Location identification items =

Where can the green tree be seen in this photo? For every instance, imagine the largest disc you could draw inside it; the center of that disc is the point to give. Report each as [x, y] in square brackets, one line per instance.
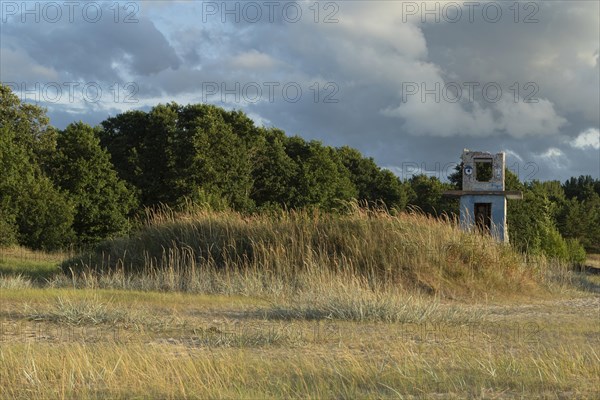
[321, 180]
[32, 211]
[373, 183]
[426, 193]
[81, 168]
[273, 170]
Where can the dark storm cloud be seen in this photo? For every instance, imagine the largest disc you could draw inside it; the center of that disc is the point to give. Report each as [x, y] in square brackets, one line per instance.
[81, 50]
[369, 56]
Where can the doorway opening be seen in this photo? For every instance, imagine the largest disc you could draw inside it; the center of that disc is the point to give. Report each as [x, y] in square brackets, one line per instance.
[483, 217]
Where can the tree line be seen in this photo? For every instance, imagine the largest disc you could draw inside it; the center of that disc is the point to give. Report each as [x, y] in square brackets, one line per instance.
[84, 184]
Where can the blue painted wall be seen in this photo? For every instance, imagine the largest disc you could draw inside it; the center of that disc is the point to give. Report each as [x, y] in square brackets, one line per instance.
[467, 211]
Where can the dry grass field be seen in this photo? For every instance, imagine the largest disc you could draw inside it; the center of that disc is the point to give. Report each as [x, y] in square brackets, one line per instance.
[355, 307]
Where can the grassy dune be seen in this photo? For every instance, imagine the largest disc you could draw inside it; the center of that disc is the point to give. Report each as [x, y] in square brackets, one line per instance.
[296, 305]
[301, 250]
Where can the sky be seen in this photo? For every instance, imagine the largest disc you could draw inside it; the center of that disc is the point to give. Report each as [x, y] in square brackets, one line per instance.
[409, 83]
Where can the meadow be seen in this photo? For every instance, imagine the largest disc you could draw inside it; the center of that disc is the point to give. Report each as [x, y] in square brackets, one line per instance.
[296, 305]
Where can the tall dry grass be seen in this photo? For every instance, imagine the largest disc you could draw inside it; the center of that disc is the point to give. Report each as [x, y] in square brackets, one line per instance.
[297, 251]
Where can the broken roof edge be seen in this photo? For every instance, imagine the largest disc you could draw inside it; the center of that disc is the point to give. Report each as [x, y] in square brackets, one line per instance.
[509, 194]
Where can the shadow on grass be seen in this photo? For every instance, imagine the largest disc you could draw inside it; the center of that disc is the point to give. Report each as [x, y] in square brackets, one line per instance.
[36, 271]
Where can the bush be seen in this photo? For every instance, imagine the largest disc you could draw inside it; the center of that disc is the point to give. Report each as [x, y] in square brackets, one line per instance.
[576, 251]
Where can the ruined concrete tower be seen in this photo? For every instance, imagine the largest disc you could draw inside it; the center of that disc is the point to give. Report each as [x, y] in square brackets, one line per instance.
[483, 198]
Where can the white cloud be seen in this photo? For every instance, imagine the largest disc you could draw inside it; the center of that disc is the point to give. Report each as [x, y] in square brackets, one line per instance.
[254, 59]
[589, 138]
[553, 158]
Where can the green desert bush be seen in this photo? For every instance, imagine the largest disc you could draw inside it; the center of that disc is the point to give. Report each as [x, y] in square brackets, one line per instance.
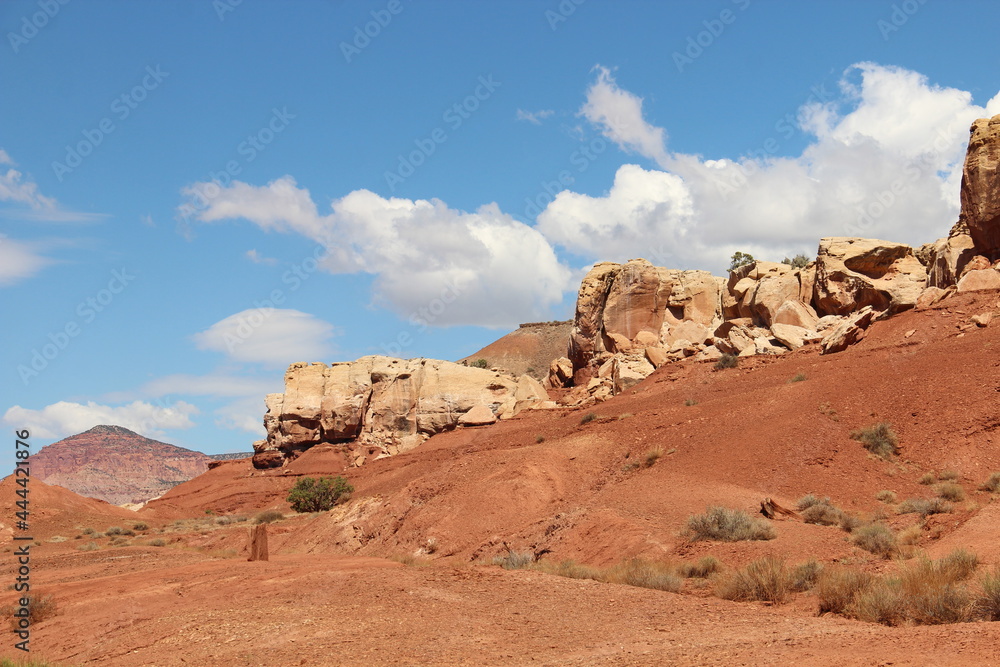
[951, 491]
[886, 496]
[992, 483]
[514, 560]
[804, 576]
[879, 439]
[310, 495]
[766, 579]
[644, 574]
[723, 524]
[727, 361]
[703, 568]
[876, 538]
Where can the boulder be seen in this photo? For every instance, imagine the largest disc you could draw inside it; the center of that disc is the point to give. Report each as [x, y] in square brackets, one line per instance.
[981, 187]
[853, 273]
[628, 371]
[480, 415]
[849, 331]
[560, 373]
[982, 279]
[947, 257]
[796, 313]
[386, 405]
[791, 336]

TASK STATEMENT = Output all of the lines above word for word, omitting the pictures.

EXERCISE OUTPUT =
Where can the green tree be seen in this photo? For every instance, imagine the largest disc you could draw inside it; the center of that disc is the point to give. Report each as [x, y] in square brackets, one line per instance.
[321, 180]
[32, 211]
[373, 183]
[426, 193]
[81, 168]
[273, 170]
Where can the dark storm cloud be seen in this photo? For every instance, imagine the largest disc you could draw inside it; the center of that disc is the point to give. Report each as [x, y] in square brackets, one line per instance.
[81, 50]
[369, 56]
Where can the doorway opening be seen in this photo? For every instance, imagine the largest disc you could draw inside it; the center of that disc is the point to give. Report each as [x, y] in square brackets, one line per instance.
[483, 217]
Where can the tree line be seen in this photo? For every instance, imagine the largest disc you could draw inside it; the center of that disc is the point to give. Report each as [x, y] in square brackets, one line per instance.
[84, 184]
Where can the blue painted wall be seen in this photo? For every instance, imagine the largest disc you could draw inside it; the center of that disc is the point to give. Report each as [x, y] in square brackets, one line per instance.
[467, 211]
Where can the dry grass field be seen in this photo? For every instance, imagine the largest disc you could draw inside it; the center of that disc is the point to give. Report each as [x, y] in square brackets, one line per instance.
[355, 307]
Where can the grassy dune be seen in this photo? For every instance, imagine the largest disc you could draw inside it; the center of that disc is the point to give. Report each as [x, y] in square brackets, one line per instance.
[296, 305]
[301, 250]
Where can the sky be seen in this photo? For every instance, imagine the largest disc you could draw inside it; the center of that disc is the point to give. Report each as [x, y] in square brackets, one line per instance.
[409, 83]
Where can the meadow be seen in this photo? For every instance, imagine the largest disc you could draw inside it; the center of that disc is the point to give. Report each as [x, y] in square brackets, one line per instance.
[296, 305]
Where can the tall dry grass be seen in this photo? For every instance, imagine the largest disc you could draw inside it; the center of that disc is the point to give. Report each as [x, y] in square brackets, one line per instance.
[297, 251]
Where can the broken roof edge be seen in this photo? For every instance, imagine the largest disc you could draw inside it; the center of that disc is the point to give. Report each as [x, y] in square brackets, one line per instance.
[509, 194]
Where can the shadow on grass be seen in this photo? For every instance, imagine the largest disc you could draw inside it; the center of that disc is the point to give. Report each as [x, y] in square brackets, one line per instance.
[36, 271]
Where can the bush be seen in this photo? For every instance, imagine the largest disc you could draw inside it; the center of that disc is the point to give. Report each as [x, y] in square brackets, one line per instance.
[576, 251]
Where can the ruined concrete tower be seen in this photo? For every instance, imagine the largest disc you could draw inside it; the center of that disc is the point to give. Report each as [x, y] in square brackets, one line per instance.
[483, 198]
Where can the white cloud be seen in this photo? For every instance, imagine the largest disc you could draw inside it; the center of that disc is the point to give. Report each as [x, y] in square brackets, one line per instance.
[254, 59]
[589, 138]
[553, 158]
Where can the green desert bush be seen in this photo? For every instance, imagine the largest disc you could draw inside it; the center of that disc is the point to give. Report each as [x, y] in square brackets, one line per instance.
[951, 491]
[886, 496]
[992, 483]
[514, 560]
[804, 576]
[879, 439]
[310, 495]
[766, 579]
[644, 574]
[723, 524]
[727, 361]
[703, 568]
[876, 538]
Where can the boulder be seen in this photo? For every instance, imagine the largest disc you could draw inside it; the center of that disc is the point to give. Report each as [x, y] in square brackets, one line per instance.
[981, 187]
[853, 273]
[628, 371]
[480, 415]
[849, 331]
[560, 373]
[982, 279]
[947, 257]
[796, 313]
[386, 405]
[791, 336]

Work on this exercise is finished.